Brief A. In the listing below, take the lines starting with the line containing "Each instance of the tall" and going on through the last line of the listing. Recast them as a JSON list of strings, one string per line, with blank lines left out.

Cauchy–Hadamard theorem

In mathematics, the Cauchy–Hadamard theorem is a result in complex analysis named after the French mathematicians Augustin Louis Cauchy and Jacques Hadamard, describing the radius of convergence of a power series. It was published in 1821 by Cauchy,^[1] but remained relatively unknown until Hadamard rediscovered it.^[2] Hadamard's first publication of this result was in 1888;^[3] he also included it as part of his 1892 Ph.D. thesis.^[4]

Theory for one complex variable

Statement of the theorem

Consider the formal power series in one complex variable z of the form

f(z)=\sum _{{n=0}}^{{\infty }}c_{{n}}(z-a)^{{n}}

where $a,c_{n}\in {\mathbb {C}}.$

Then the radius of convergence of ƒ at the point a is given by

{\frac {1}{R}}=\limsup _{{n\to \infty }}{\big (}|c_{{n}}|^{{1/n}}{\big )}

where lim sup denotes the limit superior, the limit as n approaches infinity of the supremum of the sequence values after the nth position. If the sequence values are unbounded so that the lim sup is ∞, then the power series does not converge near a, while if the lim sup is 0 then the radius of convergence is ∞, meaning that the series converges on the entire plane.

Proof of the theorem

^[5] Without loss of generality assume that $a=0$ . We will show first that the power series $\sum c_{n}z^{n}$ converges for $|z|<R$ , and then that it diverges for $|z|>R$ .

First suppose $|z|<R$ . Let $t=1/R$ not be zero or ±infinity. For any $\varepsilon >0$ , there exists only a finite number of $n$ such that ${\sqrt[{n}]{|c_{n}|}}\geq t+\varepsilon$ . Now $|c_{n}|\leq (t+\varepsilon )^{n}$ for all but a finite number of $n$ , so the series $\sum c_{n}z^{n}$ converges if $|z|<1/(t+\varepsilon )$ . This proves the first part.

Conversely, for $\varepsilon >0$ , $|c_{n}|\geq (t-\varepsilon )^{n}$ for infinitely many $c_{n}$ , so if $|z|=1/(t-\varepsilon )>R$ , we see that the series cannot converge because its nth term does not tend to 0.

Stored records.
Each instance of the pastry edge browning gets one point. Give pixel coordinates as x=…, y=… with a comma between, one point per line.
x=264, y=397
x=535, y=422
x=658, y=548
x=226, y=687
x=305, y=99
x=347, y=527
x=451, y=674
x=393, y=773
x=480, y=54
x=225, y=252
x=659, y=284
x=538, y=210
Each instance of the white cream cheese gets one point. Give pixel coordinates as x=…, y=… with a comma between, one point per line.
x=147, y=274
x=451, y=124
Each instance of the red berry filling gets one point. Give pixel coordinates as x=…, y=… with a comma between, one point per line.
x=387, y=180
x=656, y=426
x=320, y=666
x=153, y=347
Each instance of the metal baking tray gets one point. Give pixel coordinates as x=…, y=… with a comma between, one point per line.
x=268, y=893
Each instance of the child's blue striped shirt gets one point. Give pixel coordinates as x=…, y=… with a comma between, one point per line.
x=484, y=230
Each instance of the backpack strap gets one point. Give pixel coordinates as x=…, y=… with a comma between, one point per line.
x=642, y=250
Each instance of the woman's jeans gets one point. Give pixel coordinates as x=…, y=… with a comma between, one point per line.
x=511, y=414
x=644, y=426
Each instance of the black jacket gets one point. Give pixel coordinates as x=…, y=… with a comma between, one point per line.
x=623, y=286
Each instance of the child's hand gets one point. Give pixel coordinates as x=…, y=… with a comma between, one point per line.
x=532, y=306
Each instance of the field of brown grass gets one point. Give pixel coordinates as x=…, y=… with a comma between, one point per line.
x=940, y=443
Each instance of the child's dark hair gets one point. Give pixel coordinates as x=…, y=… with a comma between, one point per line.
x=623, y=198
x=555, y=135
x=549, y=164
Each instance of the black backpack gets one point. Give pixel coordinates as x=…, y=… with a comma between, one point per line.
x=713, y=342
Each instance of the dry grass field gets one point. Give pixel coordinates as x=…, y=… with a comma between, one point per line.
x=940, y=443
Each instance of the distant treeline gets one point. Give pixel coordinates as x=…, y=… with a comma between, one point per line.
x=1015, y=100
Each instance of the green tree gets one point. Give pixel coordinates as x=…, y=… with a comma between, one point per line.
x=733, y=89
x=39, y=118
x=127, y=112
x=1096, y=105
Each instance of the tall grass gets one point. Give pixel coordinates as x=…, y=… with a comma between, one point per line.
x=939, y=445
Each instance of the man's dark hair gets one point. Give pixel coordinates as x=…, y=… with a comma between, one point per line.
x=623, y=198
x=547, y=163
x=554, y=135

Brief B. From the Cauchy–Hadamard theorem text above, print word for word the part starting with "Then the radius of convergence of" and going on through "for $|z|>R$ .".

Full response A.
[
  "Each instance of the tall grass gets one point. Give pixel coordinates as x=…, y=… with a comma between, one point per line.",
  "x=939, y=445",
  "Each instance of the man's dark hair gets one point. Give pixel coordinates as x=…, y=… with a comma between, one point per line.",
  "x=623, y=198",
  "x=547, y=163",
  "x=554, y=135"
]

Full response B.
Then the radius of convergence of ƒ at the point a is given by

{\frac {1}{R}}=\limsup _{{n\to \infty }}{\big (}|c_{{n}}|^{{1/n}}{\big )}

where lim sup denotes the limit superior, the limit as n approaches infinity of the supremum of the sequence values after the nth position. If the sequence values are unbounded so that the lim sup is ∞, then the power series does not converge near a, while if the lim sup is 0 then the radius of convergence is ∞, meaning that the series converges on the entire plane.

Proof of the theorem

^[5] Without loss of generality assume that $a=0$ . We will show first that the power series $\sum c_{n}z^{n}$ converges for $|z|<R$ , and then that it diverges for $|z|>R$ .